== 本文 ==
しかし、これらが会社の具体的なユースケースに完全にフィットしないケースも少なくありません。
私のバイト先のプログラミングスクールにおける生徒の離脱予測では、ユーザーの傾向の変化がしばしば相転移的な振る舞いをするために時系列のみを説明変数とする予測では相転移が起こる前に離脱の兆候を予測することができないという問題がありました。
そのため、時系列データに加えてテキスト情報を用いるマルチモーダルな推論が必要でしたが、これはデータの特性や制約によって既存のフレームワークでは対応できないという課題を抱えていました。
これに対し私は、既存の時系列基盤モデル (*1) のアーキテクチャを拡張する下記のライブラリを作成し、学習済みのモデルが拡張後のアーキテクチャに対応可能なように追加学習をする、という試みを行いました。
https://pypi.org/project/multimodal-timesfm/

話すこと

  • そもそも時系列基盤モデルとは何なのか?実際のところ精度は出るのか?
  • 事前学習済みモデルを自社サービスに特化させて活用するテクニックとしてはファインチューニングが一般的だが、なぜ「アーキテクチャ拡張」というアプローチを採るに至ったのか
  • 基盤モデルを拡張する上での注意点、メリット・デメリット、今後の展望

補足

*1: 時系列基盤モデルとは、大規模言語モデルと同様の思想を時系列データに適用した機械学習モデルのことです。
言語モデルが大量のテキストデータで事前学習することで汎用的な言語理解能力を獲得するように、時系列基盤モデルは多様な時系列データで事前学習を行い、様々な予測タスクに適用できる汎用性を持ちます。
===
== 提供項目 ==
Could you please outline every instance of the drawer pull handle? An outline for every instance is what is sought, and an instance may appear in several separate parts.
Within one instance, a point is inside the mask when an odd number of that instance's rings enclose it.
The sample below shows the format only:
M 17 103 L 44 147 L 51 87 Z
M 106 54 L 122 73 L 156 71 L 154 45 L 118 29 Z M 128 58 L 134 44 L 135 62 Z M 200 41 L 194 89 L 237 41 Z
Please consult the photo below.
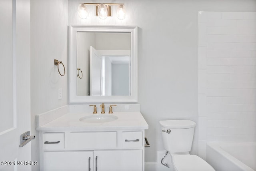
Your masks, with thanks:
M 90 168 L 90 159 L 91 159 L 91 157 L 89 157 L 89 160 L 89 160 L 89 161 L 88 161 L 88 162 L 89 162 L 89 165 L 89 165 L 89 169 L 88 169 L 88 170 L 89 171 L 91 171 L 91 168 Z
M 46 141 L 44 142 L 45 144 L 58 144 L 60 142 L 60 141 Z
M 139 139 L 136 139 L 135 140 L 128 140 L 127 139 L 125 140 L 125 142 L 138 142 L 140 141 L 140 140 Z
M 96 158 L 95 158 L 95 171 L 97 171 L 98 170 L 98 167 L 97 167 L 97 159 L 98 158 L 98 156 L 96 156 Z
M 145 147 L 150 147 L 150 145 L 148 143 L 148 139 L 147 139 L 147 137 L 145 137 L 145 141 L 146 141 L 146 144 L 145 145 Z

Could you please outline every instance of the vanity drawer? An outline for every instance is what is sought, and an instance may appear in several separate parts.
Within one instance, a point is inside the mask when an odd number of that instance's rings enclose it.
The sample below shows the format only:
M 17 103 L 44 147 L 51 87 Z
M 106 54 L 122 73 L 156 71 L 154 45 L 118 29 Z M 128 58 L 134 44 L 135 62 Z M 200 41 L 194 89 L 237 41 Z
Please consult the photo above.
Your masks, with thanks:
M 70 133 L 70 147 L 74 149 L 115 148 L 116 132 L 73 132 Z
M 142 132 L 129 131 L 122 133 L 123 147 L 138 147 L 142 146 Z
M 45 133 L 43 134 L 44 149 L 54 150 L 64 149 L 65 133 Z

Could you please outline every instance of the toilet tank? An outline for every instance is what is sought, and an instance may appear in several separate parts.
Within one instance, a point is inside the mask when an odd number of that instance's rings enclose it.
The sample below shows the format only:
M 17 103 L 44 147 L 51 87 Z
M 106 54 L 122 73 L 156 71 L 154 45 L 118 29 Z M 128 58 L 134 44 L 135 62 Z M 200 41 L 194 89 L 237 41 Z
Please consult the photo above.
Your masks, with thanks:
M 171 153 L 191 150 L 196 123 L 190 120 L 160 121 L 164 148 Z M 164 131 L 170 129 L 170 133 Z

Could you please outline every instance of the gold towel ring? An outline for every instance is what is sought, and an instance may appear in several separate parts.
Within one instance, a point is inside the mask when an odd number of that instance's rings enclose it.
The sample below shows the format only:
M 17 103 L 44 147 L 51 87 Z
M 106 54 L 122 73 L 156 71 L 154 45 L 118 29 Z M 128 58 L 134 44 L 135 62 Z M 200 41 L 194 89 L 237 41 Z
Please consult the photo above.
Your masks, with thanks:
M 63 74 L 63 75 L 60 74 L 60 70 L 59 69 L 59 64 L 62 64 L 63 68 L 64 68 L 64 74 Z M 62 63 L 62 61 L 59 61 L 57 60 L 54 60 L 54 65 L 58 66 L 58 71 L 60 75 L 61 76 L 64 76 L 65 75 L 65 73 L 66 73 L 66 70 L 65 69 L 65 66 L 64 66 L 64 64 Z
M 82 79 L 82 78 L 83 78 L 83 72 L 82 72 L 82 70 L 80 68 L 77 68 L 77 74 L 76 74 L 77 77 L 79 77 L 80 79 Z M 81 74 L 82 74 L 82 76 L 80 77 L 79 75 L 79 71 L 81 71 Z

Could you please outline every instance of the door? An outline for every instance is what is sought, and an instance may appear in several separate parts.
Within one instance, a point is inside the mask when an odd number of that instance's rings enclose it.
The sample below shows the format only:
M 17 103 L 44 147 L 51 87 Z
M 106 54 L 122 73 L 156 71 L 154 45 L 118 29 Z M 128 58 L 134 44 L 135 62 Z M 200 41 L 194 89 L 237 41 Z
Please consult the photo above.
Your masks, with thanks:
M 90 46 L 90 89 L 91 95 L 102 95 L 102 56 Z
M 94 155 L 95 171 L 142 170 L 142 150 L 97 150 Z
M 0 170 L 30 171 L 30 0 L 0 0 Z
M 44 170 L 93 171 L 93 151 L 45 151 Z

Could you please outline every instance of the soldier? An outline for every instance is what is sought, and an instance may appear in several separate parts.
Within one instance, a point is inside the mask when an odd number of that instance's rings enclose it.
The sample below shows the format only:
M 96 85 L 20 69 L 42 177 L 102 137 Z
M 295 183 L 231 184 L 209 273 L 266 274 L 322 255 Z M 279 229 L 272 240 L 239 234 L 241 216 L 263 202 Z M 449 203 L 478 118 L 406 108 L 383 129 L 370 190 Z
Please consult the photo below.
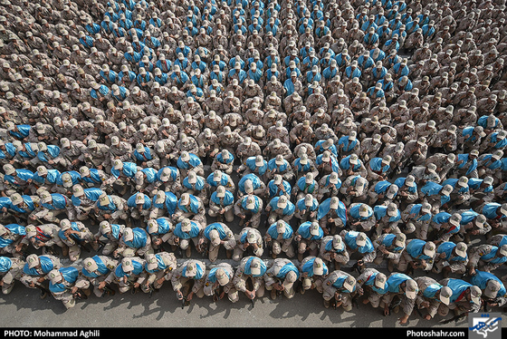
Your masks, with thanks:
M 81 221 L 71 221 L 69 219 L 60 220 L 60 231 L 58 236 L 62 241 L 69 247 L 69 258 L 72 262 L 80 258 L 81 250 L 89 252 L 90 245 L 92 249 L 98 247 L 93 242 L 93 234 Z
M 219 263 L 206 275 L 204 286 L 205 295 L 213 296 L 213 300 L 216 302 L 227 294 L 229 301 L 237 302 L 239 295 L 233 283 L 234 276 L 234 271 L 230 264 Z
M 267 267 L 264 276 L 265 289 L 270 291 L 270 297 L 273 300 L 282 293 L 292 299 L 295 295 L 294 284 L 299 277 L 299 269 L 291 260 L 277 258 Z
M 347 272 L 335 270 L 330 272 L 322 282 L 322 297 L 324 307 L 329 308 L 331 304 L 333 307 L 342 306 L 346 311 L 352 309 L 352 297 L 356 293 L 356 278 Z
M 101 287 L 103 289 L 103 286 L 114 283 L 118 286 L 120 294 L 129 291 L 134 294 L 147 279 L 148 274 L 145 267 L 146 260 L 139 257 L 123 257 L 101 282 Z
M 20 257 L 0 257 L 0 263 L 2 293 L 8 295 L 13 290 L 15 282 L 21 278 L 25 262 Z
M 254 194 L 248 194 L 237 199 L 234 203 L 234 215 L 241 218 L 241 227 L 258 228 L 263 215 L 263 200 Z M 247 216 L 250 216 L 246 219 Z
M 266 264 L 258 257 L 244 257 L 236 267 L 233 283 L 238 292 L 243 292 L 254 302 L 255 297 L 264 295 Z
M 177 262 L 173 253 L 158 252 L 146 256 L 145 270 L 148 277 L 141 285 L 143 292 L 150 294 L 160 290 L 165 281 L 169 281 L 177 269 Z
M 75 306 L 76 298 L 81 297 L 81 292 L 72 292 L 80 275 L 76 267 L 68 266 L 53 269 L 47 275 L 50 283 L 49 290 L 52 295 L 63 303 L 66 309 Z M 87 292 L 83 292 L 82 297 L 87 297 Z
M 208 242 L 209 247 L 206 248 Z M 236 239 L 231 229 L 222 222 L 207 225 L 203 230 L 198 247 L 203 254 L 208 253 L 210 262 L 216 261 L 221 245 L 225 248 L 227 258 L 231 258 L 236 246 Z
M 60 259 L 52 255 L 37 256 L 31 254 L 26 257 L 26 262 L 23 267 L 23 275 L 19 281 L 28 288 L 38 288 L 41 290 L 41 299 L 47 296 L 47 275 L 53 269 L 59 269 L 62 266 Z

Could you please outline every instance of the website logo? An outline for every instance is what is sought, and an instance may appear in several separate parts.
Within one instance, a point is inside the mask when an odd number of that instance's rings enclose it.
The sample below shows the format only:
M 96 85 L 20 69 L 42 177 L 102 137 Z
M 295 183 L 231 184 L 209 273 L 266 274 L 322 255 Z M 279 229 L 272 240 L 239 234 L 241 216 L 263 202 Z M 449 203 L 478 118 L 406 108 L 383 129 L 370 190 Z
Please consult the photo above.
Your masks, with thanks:
M 470 339 L 500 339 L 502 337 L 501 313 L 471 313 L 468 315 Z

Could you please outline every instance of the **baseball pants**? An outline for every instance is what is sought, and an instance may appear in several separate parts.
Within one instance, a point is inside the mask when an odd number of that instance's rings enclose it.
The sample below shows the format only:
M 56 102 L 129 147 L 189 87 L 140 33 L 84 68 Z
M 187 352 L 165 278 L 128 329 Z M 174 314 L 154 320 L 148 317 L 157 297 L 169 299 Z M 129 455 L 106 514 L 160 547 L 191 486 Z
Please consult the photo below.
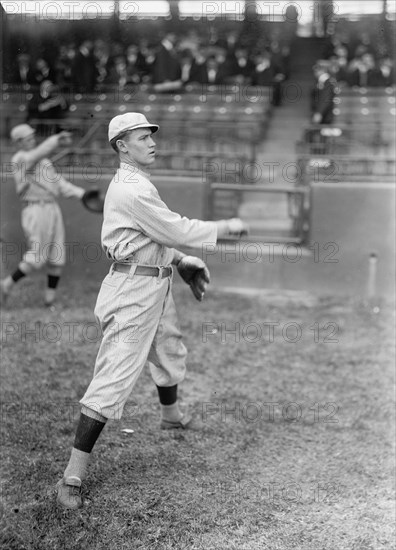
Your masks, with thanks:
M 159 279 L 112 268 L 95 306 L 103 338 L 93 379 L 80 403 L 119 420 L 147 364 L 157 386 L 184 379 L 187 350 L 172 297 L 172 276 Z
M 66 262 L 65 228 L 62 212 L 56 202 L 29 203 L 22 210 L 22 229 L 28 250 L 22 263 L 30 269 L 45 264 L 63 267 Z

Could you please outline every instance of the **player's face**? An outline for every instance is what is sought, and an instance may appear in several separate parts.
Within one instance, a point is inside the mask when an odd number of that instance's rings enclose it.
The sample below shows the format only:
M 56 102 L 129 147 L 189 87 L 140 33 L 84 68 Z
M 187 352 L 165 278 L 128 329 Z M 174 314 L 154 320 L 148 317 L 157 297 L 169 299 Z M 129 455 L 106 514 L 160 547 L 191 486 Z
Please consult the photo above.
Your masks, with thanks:
M 36 136 L 34 134 L 31 134 L 30 136 L 25 137 L 24 139 L 21 139 L 21 148 L 24 151 L 31 151 L 36 147 Z
M 138 128 L 125 136 L 121 149 L 129 160 L 139 166 L 150 166 L 155 161 L 155 141 L 150 128 Z

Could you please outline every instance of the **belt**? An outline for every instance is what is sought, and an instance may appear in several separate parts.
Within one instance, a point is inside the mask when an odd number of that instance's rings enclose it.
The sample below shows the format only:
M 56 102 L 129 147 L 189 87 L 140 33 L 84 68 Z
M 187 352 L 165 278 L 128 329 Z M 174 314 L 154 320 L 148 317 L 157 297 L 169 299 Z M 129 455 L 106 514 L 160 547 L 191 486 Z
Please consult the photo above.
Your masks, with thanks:
M 36 200 L 36 201 L 22 201 L 23 206 L 29 206 L 30 204 L 54 204 L 55 201 Z
M 120 271 L 121 273 L 129 273 L 133 264 L 117 264 L 112 265 L 114 271 Z M 151 265 L 138 265 L 135 270 L 135 275 L 146 275 L 147 277 L 159 277 L 160 279 L 166 279 L 172 275 L 172 267 L 151 266 Z

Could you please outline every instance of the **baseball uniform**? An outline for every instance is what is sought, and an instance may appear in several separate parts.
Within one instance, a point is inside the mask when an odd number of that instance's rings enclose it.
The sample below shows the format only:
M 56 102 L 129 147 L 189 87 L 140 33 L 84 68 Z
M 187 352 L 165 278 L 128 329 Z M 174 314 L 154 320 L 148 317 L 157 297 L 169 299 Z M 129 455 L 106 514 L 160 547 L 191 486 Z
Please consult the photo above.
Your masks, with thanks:
M 94 376 L 82 405 L 120 419 L 143 367 L 157 386 L 173 386 L 185 375 L 186 349 L 168 277 L 139 275 L 138 266 L 170 266 L 174 248 L 215 244 L 215 222 L 172 212 L 149 174 L 122 162 L 104 204 L 102 245 L 113 260 L 95 307 L 103 332 Z M 127 272 L 117 265 L 127 265 Z
M 51 136 L 31 151 L 18 151 L 12 157 L 16 190 L 22 202 L 22 228 L 29 249 L 22 264 L 26 272 L 39 269 L 47 262 L 62 267 L 65 264 L 65 229 L 57 197 L 78 198 L 84 189 L 58 174 L 47 158 L 58 144 Z

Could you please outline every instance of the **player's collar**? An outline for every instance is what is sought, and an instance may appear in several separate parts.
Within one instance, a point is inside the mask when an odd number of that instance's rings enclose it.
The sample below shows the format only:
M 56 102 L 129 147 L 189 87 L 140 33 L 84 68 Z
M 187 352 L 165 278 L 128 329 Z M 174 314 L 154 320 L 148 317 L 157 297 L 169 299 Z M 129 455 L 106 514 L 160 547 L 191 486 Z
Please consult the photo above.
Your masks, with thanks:
M 134 174 L 140 174 L 144 178 L 150 179 L 150 173 L 145 172 L 141 168 L 138 168 L 135 164 L 129 164 L 128 162 L 120 162 L 120 168 L 122 170 L 129 170 L 130 172 L 133 172 Z

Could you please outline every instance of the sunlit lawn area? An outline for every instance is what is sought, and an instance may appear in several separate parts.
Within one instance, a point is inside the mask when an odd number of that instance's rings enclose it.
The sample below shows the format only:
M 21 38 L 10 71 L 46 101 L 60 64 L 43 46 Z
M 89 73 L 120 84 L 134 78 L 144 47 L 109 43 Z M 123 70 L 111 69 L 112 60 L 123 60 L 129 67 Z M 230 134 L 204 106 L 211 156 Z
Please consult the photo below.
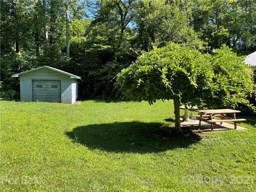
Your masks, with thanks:
M 172 137 L 172 102 L 1 101 L 1 191 L 252 191 L 246 130 Z M 181 113 L 183 113 L 182 111 Z

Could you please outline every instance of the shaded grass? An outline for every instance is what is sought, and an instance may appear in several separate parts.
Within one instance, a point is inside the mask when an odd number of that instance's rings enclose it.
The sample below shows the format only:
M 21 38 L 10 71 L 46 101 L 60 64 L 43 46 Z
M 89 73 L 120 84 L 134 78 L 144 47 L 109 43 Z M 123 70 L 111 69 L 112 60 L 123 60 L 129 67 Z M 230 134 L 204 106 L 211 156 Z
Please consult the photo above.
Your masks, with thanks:
M 1 101 L 1 189 L 254 190 L 256 119 L 245 117 L 246 130 L 184 139 L 169 134 L 173 109 Z

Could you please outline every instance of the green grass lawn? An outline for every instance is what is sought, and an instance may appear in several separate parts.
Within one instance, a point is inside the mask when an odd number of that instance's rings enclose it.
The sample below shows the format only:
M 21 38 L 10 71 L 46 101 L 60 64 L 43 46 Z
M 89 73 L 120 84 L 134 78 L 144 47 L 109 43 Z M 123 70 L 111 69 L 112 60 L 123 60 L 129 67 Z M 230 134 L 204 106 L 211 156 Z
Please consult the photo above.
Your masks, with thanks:
M 255 118 L 185 139 L 172 102 L 1 108 L 1 191 L 255 191 Z

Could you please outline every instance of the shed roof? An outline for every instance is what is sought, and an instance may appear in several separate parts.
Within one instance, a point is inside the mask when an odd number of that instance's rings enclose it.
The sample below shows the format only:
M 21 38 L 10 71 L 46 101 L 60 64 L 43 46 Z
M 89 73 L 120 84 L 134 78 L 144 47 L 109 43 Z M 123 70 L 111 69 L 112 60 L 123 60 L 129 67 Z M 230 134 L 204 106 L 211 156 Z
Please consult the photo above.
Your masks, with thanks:
M 46 68 L 55 71 L 57 72 L 62 73 L 63 74 L 65 74 L 65 75 L 69 75 L 70 76 L 71 78 L 77 78 L 77 79 L 81 79 L 81 78 L 80 77 L 79 77 L 77 75 L 75 75 L 71 74 L 69 73 L 67 73 L 67 72 L 62 71 L 61 70 L 54 68 L 53 67 L 46 66 L 44 66 L 37 67 L 36 68 L 33 69 L 31 69 L 31 70 L 27 70 L 27 71 L 24 71 L 24 72 L 21 72 L 21 73 L 18 73 L 18 74 L 14 74 L 14 75 L 12 75 L 12 77 L 18 77 L 20 76 L 20 75 L 24 74 L 27 73 L 29 73 L 29 72 L 31 72 L 31 71 L 35 71 L 35 70 L 38 70 L 38 69 L 42 69 L 42 68 Z
M 256 67 L 256 51 L 247 56 L 244 62 L 251 66 Z

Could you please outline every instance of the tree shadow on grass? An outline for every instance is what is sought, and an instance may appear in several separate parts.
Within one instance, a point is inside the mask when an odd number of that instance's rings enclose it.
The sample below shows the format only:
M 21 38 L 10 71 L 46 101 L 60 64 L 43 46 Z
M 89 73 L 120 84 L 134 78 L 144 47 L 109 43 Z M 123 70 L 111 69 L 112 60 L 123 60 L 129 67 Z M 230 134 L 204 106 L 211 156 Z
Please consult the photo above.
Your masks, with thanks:
M 171 127 L 139 122 L 78 126 L 66 134 L 90 149 L 114 153 L 158 153 L 187 148 L 201 139 L 195 134 L 186 138 L 173 136 Z

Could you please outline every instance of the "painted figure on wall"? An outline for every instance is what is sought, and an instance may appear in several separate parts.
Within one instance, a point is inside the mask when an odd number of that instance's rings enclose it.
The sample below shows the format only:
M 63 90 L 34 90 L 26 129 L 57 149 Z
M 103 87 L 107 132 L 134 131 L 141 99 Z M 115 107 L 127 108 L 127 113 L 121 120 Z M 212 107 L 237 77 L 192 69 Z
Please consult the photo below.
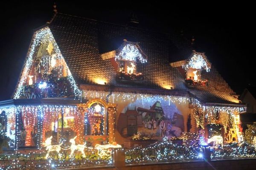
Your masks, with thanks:
M 137 100 L 130 103 L 119 117 L 117 129 L 124 137 L 131 138 L 137 132 L 154 139 L 178 136 L 184 131 L 183 116 L 168 101 Z

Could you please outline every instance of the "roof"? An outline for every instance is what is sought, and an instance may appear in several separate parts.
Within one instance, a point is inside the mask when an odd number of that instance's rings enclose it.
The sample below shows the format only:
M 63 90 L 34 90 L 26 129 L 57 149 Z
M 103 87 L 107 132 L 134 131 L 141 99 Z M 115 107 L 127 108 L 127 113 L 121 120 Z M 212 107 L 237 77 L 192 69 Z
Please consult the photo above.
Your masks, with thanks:
M 204 102 L 238 103 L 232 95 L 235 92 L 213 66 L 210 72 L 201 73 L 209 85 L 197 87 L 187 86 L 182 73 L 171 67 L 170 61 L 187 59 L 192 53 L 190 42 L 182 36 L 60 13 L 49 27 L 79 84 L 97 84 L 97 79 L 101 79 L 117 87 L 169 90 L 172 87 L 175 91 L 189 91 Z M 143 83 L 119 80 L 111 61 L 101 57 L 118 49 L 124 39 L 139 42 L 148 57 L 147 62 L 137 64 L 137 71 L 145 77 Z

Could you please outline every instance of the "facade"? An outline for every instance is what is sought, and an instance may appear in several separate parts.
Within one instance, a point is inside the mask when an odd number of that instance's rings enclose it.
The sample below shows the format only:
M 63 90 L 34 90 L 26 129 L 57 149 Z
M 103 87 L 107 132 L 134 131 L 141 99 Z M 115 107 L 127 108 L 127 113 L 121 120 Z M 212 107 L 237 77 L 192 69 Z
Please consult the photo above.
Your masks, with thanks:
M 56 14 L 35 31 L 13 99 L 0 102 L 10 146 L 41 148 L 52 136 L 129 147 L 184 132 L 242 141 L 245 106 L 193 50 L 181 36 Z

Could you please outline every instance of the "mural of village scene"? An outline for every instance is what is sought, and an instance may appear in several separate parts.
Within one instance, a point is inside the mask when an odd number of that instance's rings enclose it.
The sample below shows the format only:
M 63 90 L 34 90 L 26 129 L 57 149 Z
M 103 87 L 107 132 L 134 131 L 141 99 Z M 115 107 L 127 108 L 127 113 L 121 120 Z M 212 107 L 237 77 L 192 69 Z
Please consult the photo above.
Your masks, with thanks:
M 180 136 L 184 130 L 184 119 L 172 102 L 157 101 L 143 103 L 137 100 L 123 110 L 117 128 L 127 139 L 132 139 L 139 132 L 151 139 L 161 140 L 164 136 Z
===
課題一覧:
**A.** 次の(i)〜(iii)が本文の内容と合っているか、それぞれ「はい」か「いいえ」で答え、判断の決め手となる本文の語句をそのまま引用してください。
(i) 生徒の離脱予測では、時系列だけを説明変数とする予測だと、相転移の前に離脱の兆候を予測できなかった。
(ii) 筆者は課題への対応として、既存モデルのファインチューニングを選んだ。
(iii) 時系列基盤モデルは、単一の時系列データだけで事前学習を行う。
**B.** 提供項目の冒頭から「M 45 133 L 43」を含む行までを、両端を含めてそのまま書き写してください。画像は省いてください。

解答:
**A.**
(i) はい。「時系列のみを説明変数とする予測では相転移が起こる前に離脱の兆候を予測することができないという問題がありました」
(ii) いいえ。「既存の時系列基盤モデル (*1) のアーキテクチャを拡張する下記のライブラリを作成し」
(iii) いいえ。「多様な時系列データで事前学習を行い」

**B.**
Could you please outline every instance of the drawer pull handle? An outline for every instance is what is sought, and an instance may appear in several separate parts.
Within one instance, a point is inside the mask when an odd number of that instance's rings enclose it.
The sample below shows the format only:
M 17 103 L 44 147 L 51 87 Z
M 106 54 L 122 73 L 156 71 L 154 45 L 118 29 Z M 128 58 L 134 44 L 135 62 Z M 200 41 L 194 89 L 237 41 Z
Please consult the photo below.
Your masks, with thanks:
M 90 168 L 90 159 L 91 159 L 91 157 L 89 157 L 89 160 L 89 160 L 89 161 L 88 161 L 88 162 L 89 162 L 89 165 L 89 165 L 89 169 L 88 169 L 88 170 L 89 171 L 91 171 L 91 168 Z
M 46 141 L 44 142 L 45 144 L 58 144 L 60 142 L 60 141 Z
M 139 139 L 136 139 L 135 140 L 128 140 L 127 139 L 125 140 L 125 142 L 138 142 L 140 141 L 140 140 Z
M 96 158 L 95 158 L 95 171 L 97 171 L 98 170 L 98 167 L 97 167 L 97 159 L 98 158 L 98 156 L 96 156 Z
M 145 147 L 150 147 L 150 145 L 148 143 L 148 139 L 147 139 L 147 137 L 145 137 L 145 141 L 146 141 L 146 144 L 145 145 Z

Could you please outline every instance of the vanity drawer? An outline for every instance is what is sought, and an instance may appear in several separate parts.
Within one instance, a point is inside the mask when an odd number of that instance's rings enclose it.
The sample below shows the format only:
M 17 103 L 44 147 L 51 87 Z
M 106 54 L 122 73 L 156 71 L 154 45 L 118 29 Z M 128 58 L 134 44 L 135 62 Z M 200 41 L 194 89 L 237 41 Z
Please consult the photo above.
Your masks, with thanks:
M 70 133 L 70 147 L 74 149 L 115 148 L 116 132 L 73 132 Z
M 142 132 L 129 131 L 122 133 L 123 147 L 138 147 L 142 146 Z
M 45 133 L 43 134 L 44 149 L 54 150 L 64 149 L 65 133 Z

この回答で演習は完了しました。